===== DATASET CONTENT =====

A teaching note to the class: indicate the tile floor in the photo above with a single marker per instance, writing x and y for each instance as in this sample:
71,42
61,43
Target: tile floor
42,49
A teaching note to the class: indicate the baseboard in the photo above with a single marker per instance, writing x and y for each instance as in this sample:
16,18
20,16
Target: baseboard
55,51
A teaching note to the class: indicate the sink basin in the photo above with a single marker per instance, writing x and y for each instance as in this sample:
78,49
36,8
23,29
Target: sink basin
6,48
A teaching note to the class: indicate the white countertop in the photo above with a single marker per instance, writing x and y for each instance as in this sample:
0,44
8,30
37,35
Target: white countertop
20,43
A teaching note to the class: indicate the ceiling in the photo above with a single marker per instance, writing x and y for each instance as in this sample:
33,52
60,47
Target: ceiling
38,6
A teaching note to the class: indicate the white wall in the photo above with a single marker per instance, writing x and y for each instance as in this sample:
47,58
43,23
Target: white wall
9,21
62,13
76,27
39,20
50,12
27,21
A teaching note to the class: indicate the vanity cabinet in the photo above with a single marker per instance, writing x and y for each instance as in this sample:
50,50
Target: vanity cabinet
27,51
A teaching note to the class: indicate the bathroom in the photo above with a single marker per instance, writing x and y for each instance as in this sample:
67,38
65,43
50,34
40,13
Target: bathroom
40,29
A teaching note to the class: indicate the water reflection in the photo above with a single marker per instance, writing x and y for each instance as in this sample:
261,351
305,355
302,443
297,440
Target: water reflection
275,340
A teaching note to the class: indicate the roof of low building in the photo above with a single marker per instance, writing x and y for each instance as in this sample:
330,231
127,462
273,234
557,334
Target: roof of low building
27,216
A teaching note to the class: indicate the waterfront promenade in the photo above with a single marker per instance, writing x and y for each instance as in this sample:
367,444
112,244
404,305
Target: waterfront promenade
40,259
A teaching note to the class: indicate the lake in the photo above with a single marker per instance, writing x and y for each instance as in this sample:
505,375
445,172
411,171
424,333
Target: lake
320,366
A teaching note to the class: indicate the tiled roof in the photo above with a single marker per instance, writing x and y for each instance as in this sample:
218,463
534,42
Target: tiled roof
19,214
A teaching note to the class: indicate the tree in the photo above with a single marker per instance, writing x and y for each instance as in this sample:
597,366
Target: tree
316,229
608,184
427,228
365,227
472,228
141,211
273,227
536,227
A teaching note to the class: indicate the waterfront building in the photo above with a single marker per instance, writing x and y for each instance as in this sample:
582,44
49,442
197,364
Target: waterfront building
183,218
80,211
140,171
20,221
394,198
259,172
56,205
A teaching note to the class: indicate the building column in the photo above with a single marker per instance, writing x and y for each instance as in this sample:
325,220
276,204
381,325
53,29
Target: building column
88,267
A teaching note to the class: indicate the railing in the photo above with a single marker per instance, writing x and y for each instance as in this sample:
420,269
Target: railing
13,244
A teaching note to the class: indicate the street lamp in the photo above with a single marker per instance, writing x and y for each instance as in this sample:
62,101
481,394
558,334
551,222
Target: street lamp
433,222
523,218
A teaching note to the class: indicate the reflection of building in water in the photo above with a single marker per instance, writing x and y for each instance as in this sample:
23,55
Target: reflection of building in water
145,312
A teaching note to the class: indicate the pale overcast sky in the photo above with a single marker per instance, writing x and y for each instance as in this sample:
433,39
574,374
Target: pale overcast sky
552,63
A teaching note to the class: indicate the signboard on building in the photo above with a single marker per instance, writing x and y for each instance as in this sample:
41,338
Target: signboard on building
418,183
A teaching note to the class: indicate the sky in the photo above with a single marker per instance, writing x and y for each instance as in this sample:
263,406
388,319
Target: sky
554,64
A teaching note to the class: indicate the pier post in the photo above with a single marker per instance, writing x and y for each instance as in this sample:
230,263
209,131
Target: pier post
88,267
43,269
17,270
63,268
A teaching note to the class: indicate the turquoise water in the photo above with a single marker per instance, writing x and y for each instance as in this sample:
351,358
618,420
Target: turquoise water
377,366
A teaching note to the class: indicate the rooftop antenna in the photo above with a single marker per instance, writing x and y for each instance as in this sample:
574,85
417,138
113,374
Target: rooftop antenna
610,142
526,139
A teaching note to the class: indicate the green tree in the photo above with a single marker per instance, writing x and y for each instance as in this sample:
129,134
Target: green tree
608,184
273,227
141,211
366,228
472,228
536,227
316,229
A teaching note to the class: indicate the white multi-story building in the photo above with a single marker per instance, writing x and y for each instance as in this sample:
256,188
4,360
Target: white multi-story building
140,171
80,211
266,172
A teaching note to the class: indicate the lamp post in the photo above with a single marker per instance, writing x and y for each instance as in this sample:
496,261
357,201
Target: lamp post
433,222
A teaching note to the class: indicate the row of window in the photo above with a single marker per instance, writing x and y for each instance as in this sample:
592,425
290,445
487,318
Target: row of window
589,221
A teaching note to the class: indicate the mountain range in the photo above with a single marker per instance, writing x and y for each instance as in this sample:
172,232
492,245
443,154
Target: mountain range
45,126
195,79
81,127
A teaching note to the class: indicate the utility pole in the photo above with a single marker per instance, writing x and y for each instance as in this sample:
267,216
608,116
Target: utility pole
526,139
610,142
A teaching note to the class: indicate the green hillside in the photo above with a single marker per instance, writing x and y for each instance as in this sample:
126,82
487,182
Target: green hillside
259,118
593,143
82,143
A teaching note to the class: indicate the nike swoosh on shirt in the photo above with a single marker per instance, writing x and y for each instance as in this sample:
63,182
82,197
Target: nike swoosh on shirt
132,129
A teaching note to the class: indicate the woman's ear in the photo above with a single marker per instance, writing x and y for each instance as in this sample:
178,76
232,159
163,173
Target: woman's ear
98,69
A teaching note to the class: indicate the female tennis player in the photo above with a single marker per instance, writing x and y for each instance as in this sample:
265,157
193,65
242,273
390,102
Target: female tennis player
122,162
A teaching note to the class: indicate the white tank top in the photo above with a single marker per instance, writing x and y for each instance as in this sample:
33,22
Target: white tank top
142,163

=====

**WORK TO BE COMPLETED**
Extract every entry above and reproduce each line verbatim, without any alteration.

**REPLY**
A teaching note to the class: indicate the tile floor in the photo above with a single marker per instance, writing x and y for each instance as in this sample:
71,42
61,43
Target: tile floor
42,49
A teaching note to the class: indicate the baseboard in the photo above with a single marker per instance, writing x and y for each instance as in this sample:
16,18
20,16
Target: baseboard
55,51
A teaching note to the class: indicate the sink basin in the photo above with a single marker per instance, writing x and y for each instance as in this sample:
78,49
36,8
23,29
Target: sink basin
6,48
A teaching note to the class: indicate the white countertop in the photo above with a single marker per instance, writing x and y for each instance as in this sample:
0,44
8,30
37,35
Target: white countertop
20,43
A teaching note to the class: indicate the ceiling in the photo above with a single marker per instance, writing x and y for each instance as in this sample:
33,52
60,47
Target: ceiling
38,6
A teaching note to the class: indicate the white wall in the photo above with a single marker per instance, writing x and y for each instance as in this sample:
47,58
43,23
Target: white wall
9,21
62,13
76,27
39,20
50,12
27,21
A teaching note to the class: indicate the vanity cabinet in the photo above with a single marker per instance, writing x and y for each instance as in this sample:
50,50
Target: vanity cabinet
27,51
A teaching note to the class: indicate the bathroom in the photo above with a single marker per instance, writing x and y for each instance as in this sample:
67,38
65,43
50,34
40,13
Target: bathroom
40,29
A teaching note to the class: indicate the water reflection in the photo above with a single marker per instance, writing x and y for each instance as in this sample:
261,351
305,355
302,443
297,440
Target: water reflection
275,340
A teaching note to the class: indicate the roof of low building in the photo above with a single marker per instance, writing x and y for each instance as in this sample:
330,231
127,462
273,234
557,334
Target: roof of low building
27,216
A teaching note to the class: indicate the waterfront promenade in the photo above with a single marker per instance, writing x and y for each instance as in this sample:
367,444
112,244
404,305
Target: waterfront promenade
40,259
A teaching note to the class: indicate the lake in the photo above with a single marker per instance, writing x and y for each instance as in this sample:
505,375
445,172
411,171
424,333
Target: lake
320,366
A teaching note to the class: indicate the tiled roof in the photo above with a single marker per instance, writing x and y for each instance as in this sample:
218,463
534,42
Target: tiled roof
19,214
A teaching note to the class: indicate the tree in the photo above with a single marker per instance, writing x and y for each instance as in this sample:
597,366
Target: tree
316,229
608,184
427,228
365,227
472,228
141,211
273,227
536,227
A teaching note to the class: indicate the waterfront building in the photo above with a single marker per instance, writing x and y for each instance as in this sample:
582,44
49,442
197,364
Target: waterfront building
183,218
80,211
140,171
20,221
394,198
259,172
56,205
A teaching note to the class: indicate the building column in the photo above with a single marker per instance, writing x and y for each instance as in this sample:
325,220
276,204
381,325
53,29
Target: building column
88,267
A teaching note to the class: indicate the railing in the photo above with a single marker per instance, writing x and y for each instance as in this sample:
420,269
Target: railing
13,244
A teaching note to the class: indicate the street lamp in the photo above with a single marker per instance, writing x and y for each instance as in this sample:
62,101
481,394
558,334
551,222
Target: street lamp
433,222
523,218
A teaching note to the class: indicate the reflection of building in water in the photo above with a single marker per instance, writing x and y for each instance as in this sample:
23,55
Target: reflection of building in water
145,312
A teaching note to the class: indicate the pale overcast sky in the photo above with a single marker per instance, writing x and y for each instance as in this sample:
433,39
574,374
Target: pale overcast sky
552,63
A teaching note to the class: indicate the signboard on building in the photo above with a single marker per instance, writing x and y for each instance as in this sample:
41,338
Target: signboard on building
418,183
A teaching note to the class: indicate the sky in the photo above with a single marker per instance, writing x and y for each instance as in this sample:
263,406
388,319
Target: sky
554,64
A teaching note to the class: indicate the pier post in the photo above with a single marker per instance, writing x and y for each instance as in this sample:
230,263
209,131
Target: pier post
88,267
43,269
17,270
63,268
A teaching note to the class: indicate the turquoise water in the photo above with a single marker per instance, writing x and y for each instance as in this sample:
351,358
618,420
Target: turquoise water
377,366
A teaching note to the class: indicate the rooftop antenna in the photo above with a single marker per instance, writing x and y for each instance as in this sample:
574,85
417,138
113,374
Target: rooftop antenna
610,142
526,139
A teaching note to the class: indicate the green tree in the photo above with a single marker per instance, writing x and y for each instance as in this sample:
129,134
Target: green tree
608,184
273,227
141,211
366,228
472,228
536,227
316,229
A teaching note to the class: indicate the white multi-story building in the photo above with a single marker per instance, writing x and y for each instance as in this sample:
256,188
4,360
Target: white multi-story building
140,171
80,211
266,172
A teaching note to the class: indicate the lamp post in the photo above with a single marker per instance, writing x and y for each instance as in this sample:
496,261
357,201
Target: lamp post
433,222
A teaching note to the class: indicate the row of window in the photo above with a single marker per instance, writing x and y for each instance as in this sample:
592,425
290,445
487,318
Target: row of window
589,221
A teaching note to the class: indicate the mountain range in the photo above with a single marker per instance, writing x and y for each instance as in this sample:
172,232
492,245
443,154
Target: mountain range
45,126
195,79
81,127
A teaching note to the class: indicate the utility pole in the photo above with a single marker per instance, writing x and y for each instance as in this sample:
267,216
608,116
Target: utility pole
526,139
610,142
A teaching note to the class: indicate the green hillside in the photo above with a single marker per instance, writing x and y for each instance as in this sample:
126,82
487,182
Target: green hillside
259,118
593,143
82,143
A teaching note to the class: indicate the nike swoosh on shirt in the photo above with a single marker per instance, writing x and y for each instance as in this sample:
63,182
82,197
Target: nike swoosh on shirt
132,129
A teaching note to the class: indicate the woman's ear in the photo above with a single marker per instance, writing x and y for each instance as in this sample:
178,76
232,159
163,173
Target: woman's ear
98,69
A teaching note to the class: indicate the female tennis player in the photo above with a single marker per instance, writing x and y for each instance as in this sample:
265,157
193,65
242,273
390,102
Target: female tennis player
122,162
A teaching note to the class: indicate the white tank top in the photo above with a single marker per instance, writing x and y for each instance as in this sample:
33,22
Target: white tank top
142,163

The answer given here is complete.